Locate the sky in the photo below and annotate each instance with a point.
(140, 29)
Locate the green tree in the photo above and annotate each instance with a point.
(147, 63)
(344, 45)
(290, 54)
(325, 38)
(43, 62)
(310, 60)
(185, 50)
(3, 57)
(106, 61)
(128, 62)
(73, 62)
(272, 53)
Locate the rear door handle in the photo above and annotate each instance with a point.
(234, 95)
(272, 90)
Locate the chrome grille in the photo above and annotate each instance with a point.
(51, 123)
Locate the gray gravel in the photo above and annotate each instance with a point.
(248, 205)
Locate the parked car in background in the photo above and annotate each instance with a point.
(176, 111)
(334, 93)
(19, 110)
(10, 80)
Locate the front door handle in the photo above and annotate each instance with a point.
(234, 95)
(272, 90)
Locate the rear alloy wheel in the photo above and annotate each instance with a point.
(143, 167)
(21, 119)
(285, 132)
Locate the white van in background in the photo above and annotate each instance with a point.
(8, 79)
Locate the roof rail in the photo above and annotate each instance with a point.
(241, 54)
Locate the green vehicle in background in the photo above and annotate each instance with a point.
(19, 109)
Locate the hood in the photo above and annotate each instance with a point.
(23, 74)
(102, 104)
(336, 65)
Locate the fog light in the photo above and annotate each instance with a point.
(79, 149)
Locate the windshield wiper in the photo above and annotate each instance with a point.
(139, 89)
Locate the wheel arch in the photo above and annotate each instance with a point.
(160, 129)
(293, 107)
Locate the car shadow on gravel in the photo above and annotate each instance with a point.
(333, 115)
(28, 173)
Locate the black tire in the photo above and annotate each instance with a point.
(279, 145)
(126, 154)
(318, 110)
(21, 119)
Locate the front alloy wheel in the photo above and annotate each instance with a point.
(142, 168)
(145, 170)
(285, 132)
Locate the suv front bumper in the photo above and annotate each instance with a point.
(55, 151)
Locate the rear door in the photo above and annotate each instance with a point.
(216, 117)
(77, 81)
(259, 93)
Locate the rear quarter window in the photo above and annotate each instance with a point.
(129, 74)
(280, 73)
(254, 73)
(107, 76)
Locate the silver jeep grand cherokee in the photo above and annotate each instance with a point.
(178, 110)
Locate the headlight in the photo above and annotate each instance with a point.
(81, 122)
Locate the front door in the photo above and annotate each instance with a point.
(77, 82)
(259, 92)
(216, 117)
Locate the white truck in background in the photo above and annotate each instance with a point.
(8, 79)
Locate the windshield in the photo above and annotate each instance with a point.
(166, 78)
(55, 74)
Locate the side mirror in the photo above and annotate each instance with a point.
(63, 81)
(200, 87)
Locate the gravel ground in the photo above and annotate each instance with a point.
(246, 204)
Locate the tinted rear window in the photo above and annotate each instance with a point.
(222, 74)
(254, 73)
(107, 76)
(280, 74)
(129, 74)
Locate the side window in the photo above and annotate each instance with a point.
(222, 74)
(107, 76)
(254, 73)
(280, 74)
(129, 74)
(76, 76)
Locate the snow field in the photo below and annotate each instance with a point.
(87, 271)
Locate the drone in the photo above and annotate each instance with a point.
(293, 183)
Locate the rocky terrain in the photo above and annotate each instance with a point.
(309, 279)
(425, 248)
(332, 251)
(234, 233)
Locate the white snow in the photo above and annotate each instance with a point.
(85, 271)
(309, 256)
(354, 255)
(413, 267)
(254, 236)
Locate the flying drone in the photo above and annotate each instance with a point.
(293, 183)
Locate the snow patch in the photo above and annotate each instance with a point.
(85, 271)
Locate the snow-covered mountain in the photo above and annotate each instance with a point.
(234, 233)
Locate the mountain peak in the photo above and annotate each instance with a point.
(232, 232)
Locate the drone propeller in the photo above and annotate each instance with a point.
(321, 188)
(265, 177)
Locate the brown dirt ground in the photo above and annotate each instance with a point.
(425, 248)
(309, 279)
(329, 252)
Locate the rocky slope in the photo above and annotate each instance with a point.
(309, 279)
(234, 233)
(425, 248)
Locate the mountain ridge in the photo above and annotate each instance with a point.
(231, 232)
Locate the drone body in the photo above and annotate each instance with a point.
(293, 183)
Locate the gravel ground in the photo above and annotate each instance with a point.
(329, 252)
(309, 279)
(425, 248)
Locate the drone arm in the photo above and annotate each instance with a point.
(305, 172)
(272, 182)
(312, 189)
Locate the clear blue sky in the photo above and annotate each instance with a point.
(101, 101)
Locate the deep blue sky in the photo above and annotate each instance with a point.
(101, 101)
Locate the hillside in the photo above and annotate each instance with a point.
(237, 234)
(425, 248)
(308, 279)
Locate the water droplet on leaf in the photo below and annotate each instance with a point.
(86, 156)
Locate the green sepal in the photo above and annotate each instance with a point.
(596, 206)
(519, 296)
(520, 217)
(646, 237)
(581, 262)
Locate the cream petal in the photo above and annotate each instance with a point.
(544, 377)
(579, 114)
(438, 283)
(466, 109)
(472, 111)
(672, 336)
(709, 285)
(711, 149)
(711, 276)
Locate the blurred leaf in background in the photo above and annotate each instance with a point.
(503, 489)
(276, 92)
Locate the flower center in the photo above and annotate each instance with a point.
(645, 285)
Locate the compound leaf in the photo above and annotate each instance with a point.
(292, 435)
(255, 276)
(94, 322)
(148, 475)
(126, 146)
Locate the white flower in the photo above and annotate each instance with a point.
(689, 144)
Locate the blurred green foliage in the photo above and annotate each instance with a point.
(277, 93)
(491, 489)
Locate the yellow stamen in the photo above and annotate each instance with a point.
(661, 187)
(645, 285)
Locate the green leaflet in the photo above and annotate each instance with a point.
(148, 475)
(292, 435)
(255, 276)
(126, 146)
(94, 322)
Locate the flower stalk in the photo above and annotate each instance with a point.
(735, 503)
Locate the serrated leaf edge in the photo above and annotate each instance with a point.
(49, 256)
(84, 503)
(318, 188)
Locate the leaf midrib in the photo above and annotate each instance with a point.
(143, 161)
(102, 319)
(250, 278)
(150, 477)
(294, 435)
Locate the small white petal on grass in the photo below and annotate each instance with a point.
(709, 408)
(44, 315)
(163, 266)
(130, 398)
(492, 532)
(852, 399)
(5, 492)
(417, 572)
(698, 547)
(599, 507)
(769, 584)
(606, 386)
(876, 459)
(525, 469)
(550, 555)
——————————
Exercise: Reproduce the lines from the one containing "Locate the yellow" through the last line above, requests included. Multiply every coordinate in the answers by 2.05 and round each to the nearest whole number, rounding halves up.

Task output:
Locate the yellow stamen in the photo above and annotate each instance with a point.
(1355, 383)
(1322, 584)
Locate the green leaflet in the photo above and annotate each instance with a point.
(303, 974)
(599, 892)
(523, 566)
(258, 299)
(193, 660)
Locate the flower stalk in the photo above and annotate each instance with a point.
(1507, 1031)
Locate the serrated leaf edge in the photo above and annotate each instance with a point.
(100, 525)
(172, 1031)
(652, 385)
Locate the leaf midrib in the photo above and annotate each instance with a point.
(293, 330)
(209, 654)
(513, 570)
(308, 978)
(603, 892)
Locate the small white petal on grass in the photo below and annotate each instance with a point.
(1453, 836)
(90, 646)
(334, 545)
(267, 816)
(1009, 1091)
(1747, 818)
(10, 1009)
(855, 1173)
(1431, 1121)
(1228, 1039)
(1576, 1197)
(1242, 791)
(1796, 941)
(1076, 961)
(1128, 1138)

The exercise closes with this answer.